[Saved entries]
::::::::

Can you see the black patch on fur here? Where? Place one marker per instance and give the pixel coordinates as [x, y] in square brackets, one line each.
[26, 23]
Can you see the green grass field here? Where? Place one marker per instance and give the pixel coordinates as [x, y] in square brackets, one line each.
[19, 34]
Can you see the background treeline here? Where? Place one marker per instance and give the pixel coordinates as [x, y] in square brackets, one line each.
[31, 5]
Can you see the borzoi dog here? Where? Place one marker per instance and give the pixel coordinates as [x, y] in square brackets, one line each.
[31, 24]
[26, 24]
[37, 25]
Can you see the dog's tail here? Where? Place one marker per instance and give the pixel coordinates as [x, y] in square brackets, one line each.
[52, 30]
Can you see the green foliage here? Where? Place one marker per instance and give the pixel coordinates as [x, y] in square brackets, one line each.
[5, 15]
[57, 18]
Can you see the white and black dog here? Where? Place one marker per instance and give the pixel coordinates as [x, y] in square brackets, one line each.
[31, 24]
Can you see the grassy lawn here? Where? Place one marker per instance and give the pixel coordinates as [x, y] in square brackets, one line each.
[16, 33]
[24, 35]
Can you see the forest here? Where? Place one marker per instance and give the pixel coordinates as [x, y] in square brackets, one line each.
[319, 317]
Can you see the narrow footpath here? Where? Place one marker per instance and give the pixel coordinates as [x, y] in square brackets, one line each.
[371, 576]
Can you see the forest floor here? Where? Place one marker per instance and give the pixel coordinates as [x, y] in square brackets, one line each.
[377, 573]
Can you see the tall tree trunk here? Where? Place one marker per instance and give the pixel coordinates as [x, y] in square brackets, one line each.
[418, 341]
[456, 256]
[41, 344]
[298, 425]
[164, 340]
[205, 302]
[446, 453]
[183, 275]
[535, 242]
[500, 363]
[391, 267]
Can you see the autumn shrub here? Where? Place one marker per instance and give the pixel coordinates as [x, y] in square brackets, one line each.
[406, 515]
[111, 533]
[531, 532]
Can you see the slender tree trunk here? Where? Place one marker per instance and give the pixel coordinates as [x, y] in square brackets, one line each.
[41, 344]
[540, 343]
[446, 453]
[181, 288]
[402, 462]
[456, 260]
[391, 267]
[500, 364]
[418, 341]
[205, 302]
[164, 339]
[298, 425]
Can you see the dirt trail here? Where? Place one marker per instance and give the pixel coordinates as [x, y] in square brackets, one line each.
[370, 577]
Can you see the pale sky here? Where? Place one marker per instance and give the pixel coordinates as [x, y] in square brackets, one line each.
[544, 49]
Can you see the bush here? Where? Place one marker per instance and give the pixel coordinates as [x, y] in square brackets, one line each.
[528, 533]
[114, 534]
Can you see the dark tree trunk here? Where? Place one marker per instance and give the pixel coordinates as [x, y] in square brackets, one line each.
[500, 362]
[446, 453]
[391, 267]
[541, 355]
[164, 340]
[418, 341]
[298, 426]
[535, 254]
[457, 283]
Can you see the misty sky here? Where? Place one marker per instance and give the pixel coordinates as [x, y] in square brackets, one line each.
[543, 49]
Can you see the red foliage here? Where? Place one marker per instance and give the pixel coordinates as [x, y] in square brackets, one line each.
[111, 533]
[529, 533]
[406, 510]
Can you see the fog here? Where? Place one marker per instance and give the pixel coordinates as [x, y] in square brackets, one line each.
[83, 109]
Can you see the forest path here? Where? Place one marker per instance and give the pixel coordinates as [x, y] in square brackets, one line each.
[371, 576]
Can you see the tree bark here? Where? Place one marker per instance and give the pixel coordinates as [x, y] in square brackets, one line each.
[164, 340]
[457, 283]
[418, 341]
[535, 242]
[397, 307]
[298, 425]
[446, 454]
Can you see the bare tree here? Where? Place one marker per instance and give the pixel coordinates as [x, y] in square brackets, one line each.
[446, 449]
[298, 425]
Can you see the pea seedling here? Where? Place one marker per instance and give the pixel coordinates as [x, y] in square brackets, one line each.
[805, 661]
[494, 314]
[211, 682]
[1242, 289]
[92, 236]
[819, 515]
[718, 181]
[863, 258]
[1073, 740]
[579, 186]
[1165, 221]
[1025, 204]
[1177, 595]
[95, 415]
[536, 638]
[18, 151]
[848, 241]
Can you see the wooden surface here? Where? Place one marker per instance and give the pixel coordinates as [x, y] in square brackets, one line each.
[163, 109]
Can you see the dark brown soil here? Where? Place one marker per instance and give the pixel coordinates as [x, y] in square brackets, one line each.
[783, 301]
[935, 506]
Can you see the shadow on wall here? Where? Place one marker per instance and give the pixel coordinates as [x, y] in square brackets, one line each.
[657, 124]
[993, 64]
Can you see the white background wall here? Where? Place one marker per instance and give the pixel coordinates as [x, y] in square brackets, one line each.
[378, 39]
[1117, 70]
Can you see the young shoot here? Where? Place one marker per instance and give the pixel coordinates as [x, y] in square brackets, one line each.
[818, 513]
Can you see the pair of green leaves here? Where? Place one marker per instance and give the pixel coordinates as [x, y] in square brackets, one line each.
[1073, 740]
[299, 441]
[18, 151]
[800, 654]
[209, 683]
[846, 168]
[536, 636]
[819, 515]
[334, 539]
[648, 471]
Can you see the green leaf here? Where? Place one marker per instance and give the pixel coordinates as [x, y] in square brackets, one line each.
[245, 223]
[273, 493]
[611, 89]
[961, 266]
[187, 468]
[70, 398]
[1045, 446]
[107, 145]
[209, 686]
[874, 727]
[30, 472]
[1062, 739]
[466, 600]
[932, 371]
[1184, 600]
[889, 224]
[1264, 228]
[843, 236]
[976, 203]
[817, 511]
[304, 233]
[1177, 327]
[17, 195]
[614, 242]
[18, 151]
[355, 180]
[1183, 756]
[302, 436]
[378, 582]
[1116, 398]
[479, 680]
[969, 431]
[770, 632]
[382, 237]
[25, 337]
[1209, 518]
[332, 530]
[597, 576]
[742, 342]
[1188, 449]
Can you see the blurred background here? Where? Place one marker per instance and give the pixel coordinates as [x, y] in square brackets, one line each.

::::::::

Assigned task: Reproduce each entry above exactly, keeping every word.

Solution for this problem:
Can you see the black patch on fur here? Where? Place one marker per instance and give the pixel coordinates as [x, y] in square brackets, one line each.
[26, 23]
Can you see the green grass field here? Where? Place one marker per instance and give the pixel coordinates as [x, y] in square brackets, one line each.
[19, 34]
Can you see the background treeline here? Where? Place one marker per instance and give the pixel coordinates as [x, y] in square brackets, one line each.
[31, 5]
Can you see the borzoi dog here? Where? Place one marker per instance and give the pixel coordinates as [x, y] in square brackets, one line each.
[31, 24]
[26, 24]
[37, 25]
Can you see the dog's tail here? Where? Place one marker per instance and give the pixel coordinates as [x, y] in square brackets, one line each.
[52, 30]
Can you see the green foliage here? Where? Place one marker per instance and give the pixel coordinates as [x, y] in square brackets, one line each.
[5, 15]
[57, 18]
Can you see the white and black dog here? Where? Place one marker per instance and give the pixel coordinates as [x, y] in square brackets, one line each.
[31, 24]
Can you see the grassy lawn here? Where? Place one marker per instance and give the pixel coordinates as [x, y] in square brackets, one line each.
[16, 33]
[24, 35]
Can you see the forest here? Where? Place one marker per instance and give the pixel coordinates as [x, y] in square brackets, one line each.
[319, 317]
Can you see the narrow footpath here? Where? Place one marker per instance and give the pixel coordinates as [x, y] in square brackets, one line each.
[371, 576]
Can you see the forest floor here? Where? Place one marker per instance and give the pixel coordinates as [x, y] in square brackets, one line each.
[377, 573]
Can you see the tall tree trunk here? Where? Place one marker per instance and give the pixel coordinates as [x, y] in square brackets, one line each.
[418, 341]
[456, 256]
[41, 344]
[298, 425]
[164, 340]
[205, 302]
[446, 453]
[183, 275]
[535, 242]
[500, 363]
[391, 267]
Can you see the autumn shrub here? Where? Place one marker per instance and give the pixel coordinates as [x, y] in square brackets, one line each.
[406, 515]
[111, 533]
[531, 532]
Can you see the slender tree trunk here? Where? Place one marker per instance and give the pixel coordinates as [x, y] in square brackets, one line each.
[41, 344]
[540, 343]
[446, 453]
[181, 288]
[402, 462]
[456, 260]
[391, 267]
[500, 364]
[418, 341]
[205, 302]
[164, 339]
[298, 425]
Can you see the dirt trail here? Where? Place one marker per instance and give the pixel coordinates as [x, y] in square brackets, one line each.
[370, 577]
Can you see the pale sky here? Where? Place one marker per instance and give the pixel coordinates as [x, y] in square brackets, one line each.
[544, 49]
Can you see the bush here? Where? Place one marker per instance and give the pixel coordinates as [x, y] in square brackets, one line each.
[528, 533]
[114, 534]
Can you see the dark tree trunk here? Where? Place one marker per instance and give the pixel coordinates as [x, y] in square brackets, one line each.
[500, 362]
[446, 453]
[391, 267]
[541, 355]
[164, 340]
[418, 341]
[298, 426]
[535, 254]
[457, 283]
Can you see the misty sky here? Where? Place one marker per instance and give the pixel coordinates as [x, y] in square brackets, one line each.
[543, 49]
Can you see the red foliage here? Where? Place one marker per instance and give the pixel coordinates as [x, y] in square brackets, one line each.
[111, 533]
[529, 533]
[406, 510]
Can you see the fog here? Where? Place one marker per instance and give the pixel coordinates as [x, y] in square brackets, one line each.
[83, 109]
Can you see the forest path here? Where? Place one marker per instance and give the pixel coordinates as [x, y] in square brackets, one line each.
[371, 576]
Can you see the tree bark here? Where? Place one marker per instance and give the pixel coordinates as [x, y] in square brackets, one line each.
[164, 340]
[457, 283]
[418, 341]
[535, 242]
[397, 307]
[298, 425]
[446, 454]
Can you see the bare tree here? Where? Place one marker per instance and give the pixel coordinates as [x, y] in square brackets, one line each.
[446, 449]
[298, 425]
Can you see the pea seedling here? Where? Place one marker per instance and give the pixel coordinates as [x, y] in square brackets, one line each.
[805, 661]
[494, 314]
[211, 682]
[1242, 289]
[92, 236]
[819, 515]
[718, 181]
[863, 258]
[1073, 740]
[579, 186]
[1165, 221]
[1025, 204]
[1177, 595]
[95, 415]
[536, 638]
[18, 151]
[848, 241]
Can you see the wooden surface here? Where? Place one marker per instance and give the pixel coordinates as [x, y] in square brackets, one line each.
[163, 109]
Can you see the dark brown soil here? Where? Place one marker per instance and give the pixel coordinates as [x, y] in square brackets, one line each.
[783, 301]
[935, 506]
Can you see the shadow on wall here? Where? Place one marker per instance and give the pixel coordinates as [x, y] in square brackets, one line each.
[657, 124]
[993, 64]
Can you see the white background wall here? Where? Place one marker per instance and give the pixel coordinates as [x, y] in square brackets, one line each.
[378, 39]
[1117, 70]
Can you see the young shoot here? Where? Place one marker per instance and give the pixel coordinates as [x, y] in square brackets, one line each.
[818, 513]
Can you see the pair of green leaves here? Where? Place one marker per instance and give the pixel coordinates as [x, y] in square brackets, one line each.
[1073, 740]
[299, 441]
[18, 151]
[800, 654]
[209, 683]
[846, 168]
[536, 636]
[819, 515]
[334, 539]
[648, 471]
Can you see the green leaf here? Where? Place one marker per instance and give the pixel coordinates as [x, y] in square brackets, one line each.
[245, 223]
[273, 493]
[611, 89]
[961, 266]
[187, 468]
[70, 398]
[1045, 446]
[107, 145]
[209, 686]
[874, 727]
[30, 472]
[1062, 739]
[466, 600]
[932, 371]
[1184, 600]
[889, 224]
[1264, 228]
[843, 236]
[976, 203]
[817, 511]
[304, 233]
[1177, 327]
[17, 195]
[614, 242]
[18, 151]
[355, 180]
[1183, 756]
[302, 436]
[378, 582]
[1116, 398]
[479, 680]
[969, 431]
[770, 632]
[382, 237]
[25, 337]
[1209, 518]
[332, 530]
[597, 576]
[742, 342]
[1188, 449]
Can you see the blurred background here? Where? Place one marker per instance and give the pixel coordinates as [x, y] in square brackets, one line each.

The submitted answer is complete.